## The task
Copy out the passage of the red balloon prop thread from "I rely on other" to "good they do!", word for word.

## Document segment
# Setting Up "It" Red Balloon Prop



## ghostlland820 (Jan 11, 2014)

I've made a video showing the steps taken so far to have a red balloon floating around the yard. If there's a red balloon, there must also be a certain clown lurking around this year's circus-themed display.


----------



## Frankie's Girl (Aug 27, 2007)

I love it! Even with the wind, it looks sort of like someone invisible walking along pulling their balloon behind them. 

I think I mentioned doing the trailing string in the sneak peek you posted, but seeing the Axworthy setup, I think you'd be smarter to avoid having that at all since it could become a tangling hazard with the Axworthy points/motor when it passes by. And a dangling string would be likely less visible anyway at night - the MAIN thing is the red balloon itself and THAT shows up beautifully. 

I wish I could do stuff like this. And before you say "anyone can" I am apparently the one person on the planet that can screw up the most simple of mechanical/motorized props... 

I rely on other people to build my ideas or just buy premade. I am so impressed with people like you that can set this stuff up with a little trial and error and look as good they do!


----------



## ghostlland820 (Jan 11, 2014)

Frankie's Girl said:


> I love it! Even with the wind, it looks sort of like someone invisible walking along pulling their balloon behind them.
> 
> I think I mentioned doing the trailing string in the sneak peek you posted, but seeing the Axworthy setup, I think you'd be smarter to avoid having that at all since it could become a tangling hazard with the Axworthy points/motor when it passes by. And a dangling string would be likely less visible anyway at night - the MAIN thing is the red balloon itself and THAT shows up beautifully.
> 
> ...


Thanks. One of your strengths is making other people feel really good about their projects.


----------

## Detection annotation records
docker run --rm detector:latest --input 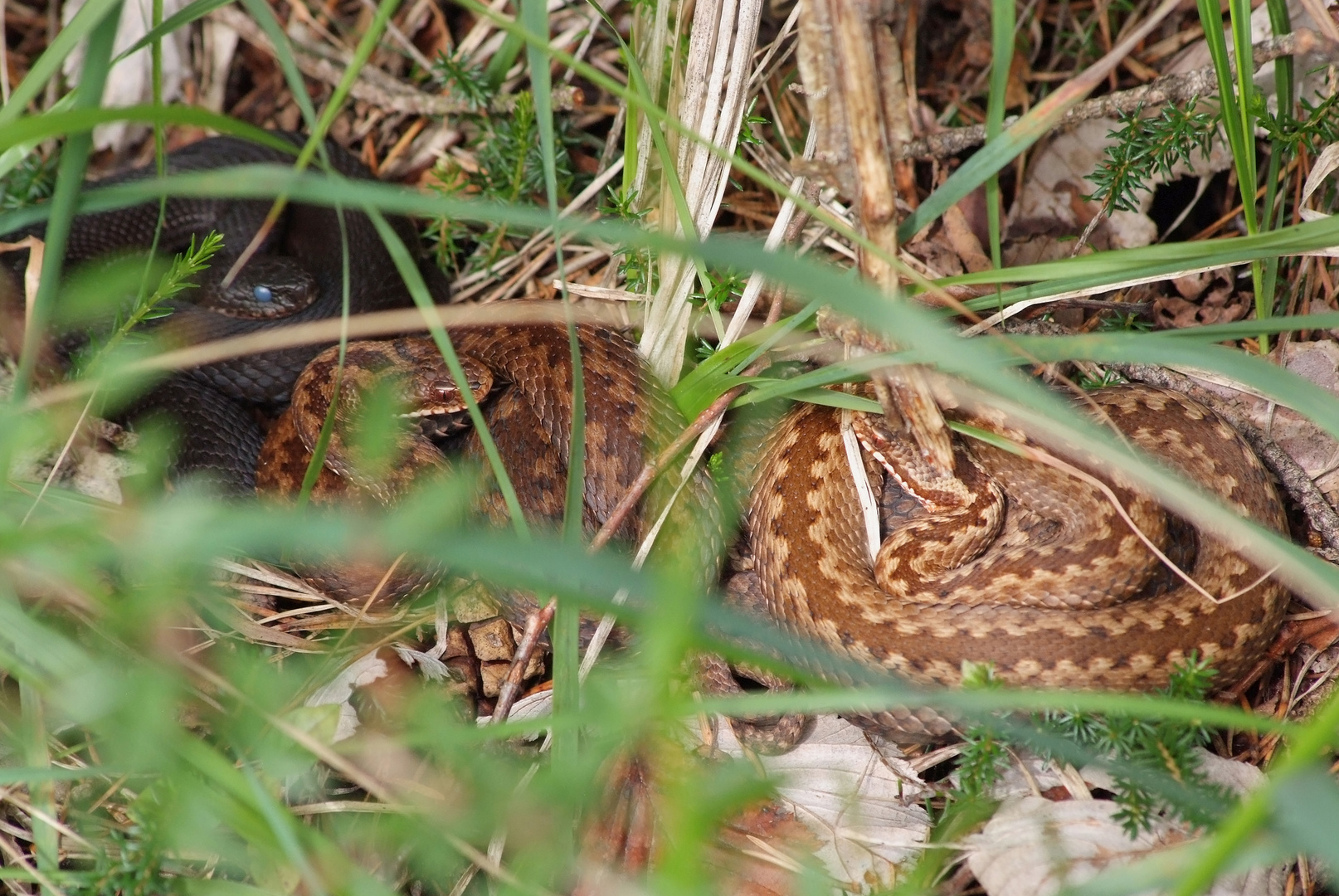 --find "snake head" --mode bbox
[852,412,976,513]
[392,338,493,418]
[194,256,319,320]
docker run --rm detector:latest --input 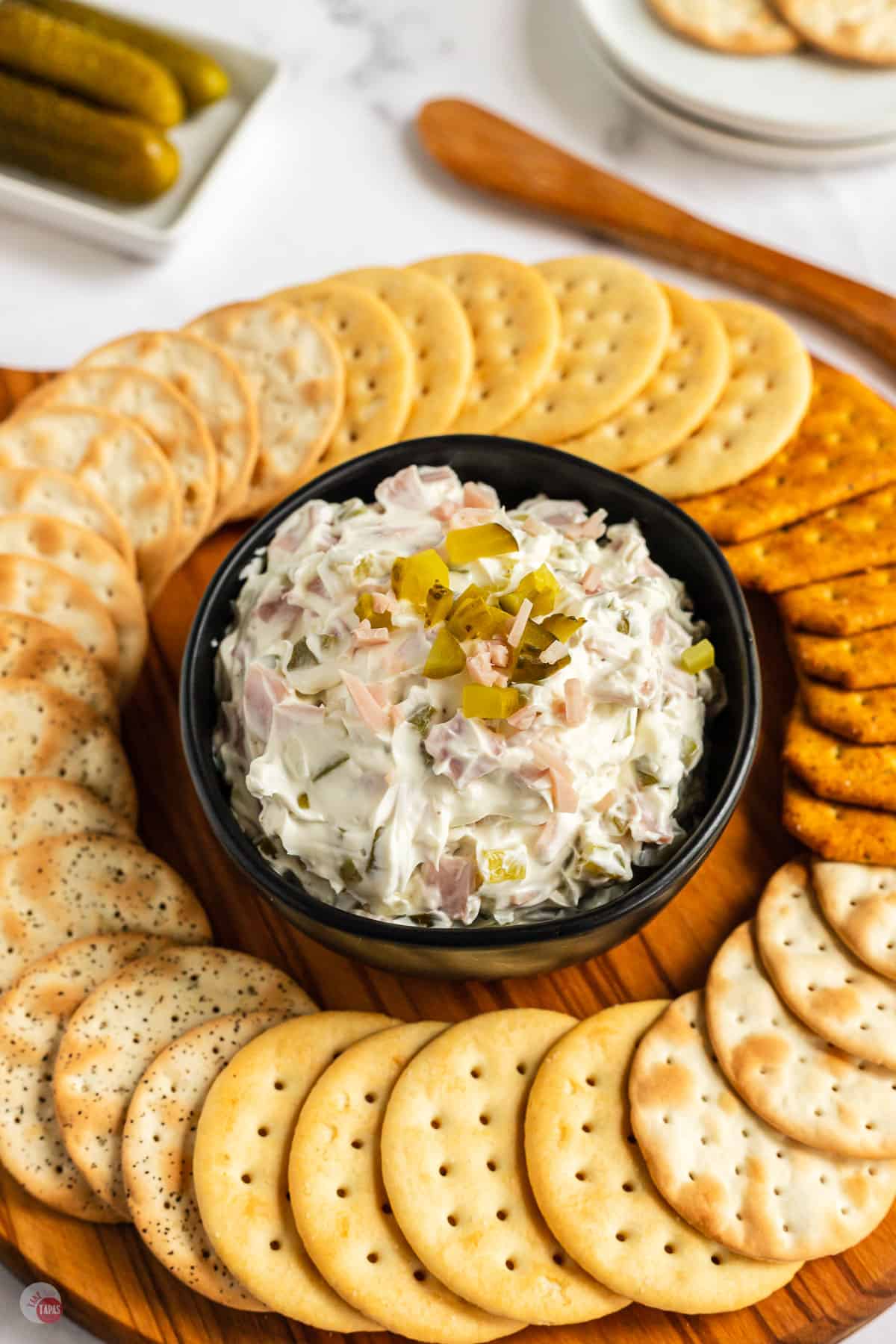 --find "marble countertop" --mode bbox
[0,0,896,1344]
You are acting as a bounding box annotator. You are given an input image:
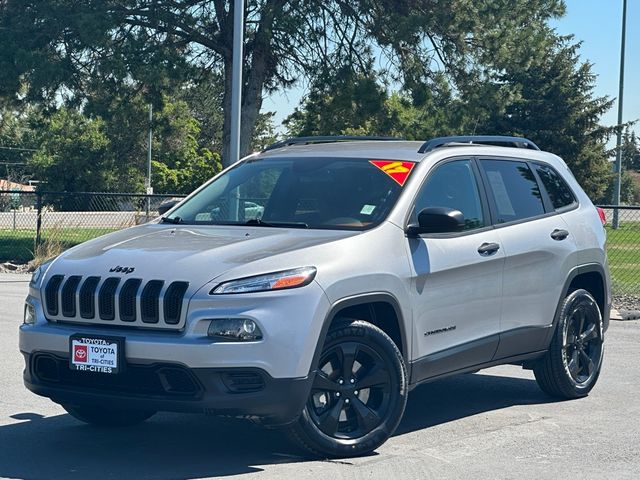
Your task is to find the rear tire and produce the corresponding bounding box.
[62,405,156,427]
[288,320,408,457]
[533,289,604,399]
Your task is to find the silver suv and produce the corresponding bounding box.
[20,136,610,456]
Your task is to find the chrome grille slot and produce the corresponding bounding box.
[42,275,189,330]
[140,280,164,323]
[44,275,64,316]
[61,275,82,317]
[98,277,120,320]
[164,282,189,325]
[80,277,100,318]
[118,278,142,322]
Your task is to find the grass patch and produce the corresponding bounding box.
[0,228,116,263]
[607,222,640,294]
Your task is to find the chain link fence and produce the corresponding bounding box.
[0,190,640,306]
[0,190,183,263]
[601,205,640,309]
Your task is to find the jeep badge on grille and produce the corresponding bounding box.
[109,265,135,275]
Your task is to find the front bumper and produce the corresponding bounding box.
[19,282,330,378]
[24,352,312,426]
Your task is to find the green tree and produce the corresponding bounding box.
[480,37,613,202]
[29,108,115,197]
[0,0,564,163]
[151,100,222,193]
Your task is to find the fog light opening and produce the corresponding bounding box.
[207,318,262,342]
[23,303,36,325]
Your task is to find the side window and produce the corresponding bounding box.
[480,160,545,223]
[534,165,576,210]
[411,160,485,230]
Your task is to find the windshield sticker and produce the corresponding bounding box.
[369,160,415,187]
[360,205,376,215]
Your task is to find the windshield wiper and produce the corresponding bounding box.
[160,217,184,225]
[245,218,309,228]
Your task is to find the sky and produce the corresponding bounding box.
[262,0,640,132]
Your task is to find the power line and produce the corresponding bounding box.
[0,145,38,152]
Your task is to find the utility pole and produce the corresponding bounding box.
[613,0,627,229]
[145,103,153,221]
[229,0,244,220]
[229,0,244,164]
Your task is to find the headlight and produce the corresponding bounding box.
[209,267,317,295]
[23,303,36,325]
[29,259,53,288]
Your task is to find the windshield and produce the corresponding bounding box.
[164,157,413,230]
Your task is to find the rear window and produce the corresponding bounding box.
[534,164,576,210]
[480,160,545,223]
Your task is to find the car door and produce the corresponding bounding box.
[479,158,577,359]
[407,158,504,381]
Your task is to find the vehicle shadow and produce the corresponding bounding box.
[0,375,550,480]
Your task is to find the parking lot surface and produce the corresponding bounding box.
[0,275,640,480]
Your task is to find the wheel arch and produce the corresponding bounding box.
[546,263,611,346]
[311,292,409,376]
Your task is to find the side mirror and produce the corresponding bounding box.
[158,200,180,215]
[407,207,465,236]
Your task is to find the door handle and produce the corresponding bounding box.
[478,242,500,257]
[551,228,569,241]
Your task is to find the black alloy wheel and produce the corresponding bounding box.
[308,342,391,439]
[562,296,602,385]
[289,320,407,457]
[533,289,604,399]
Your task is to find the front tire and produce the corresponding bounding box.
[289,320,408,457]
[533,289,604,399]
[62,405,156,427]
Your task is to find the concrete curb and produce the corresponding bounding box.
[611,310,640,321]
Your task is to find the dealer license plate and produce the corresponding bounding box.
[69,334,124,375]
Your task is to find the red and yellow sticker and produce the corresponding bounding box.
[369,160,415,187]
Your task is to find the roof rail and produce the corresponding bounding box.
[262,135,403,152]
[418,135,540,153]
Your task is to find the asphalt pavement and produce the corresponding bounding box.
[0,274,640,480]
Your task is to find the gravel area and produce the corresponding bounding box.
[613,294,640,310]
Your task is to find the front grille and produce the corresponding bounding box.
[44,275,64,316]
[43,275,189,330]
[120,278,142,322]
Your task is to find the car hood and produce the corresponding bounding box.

## Problem solution
I rely on other people to build my ideas or just buy premade. I am so impressed with people like you that can set this stuff up with a little trial and error and look as good they do!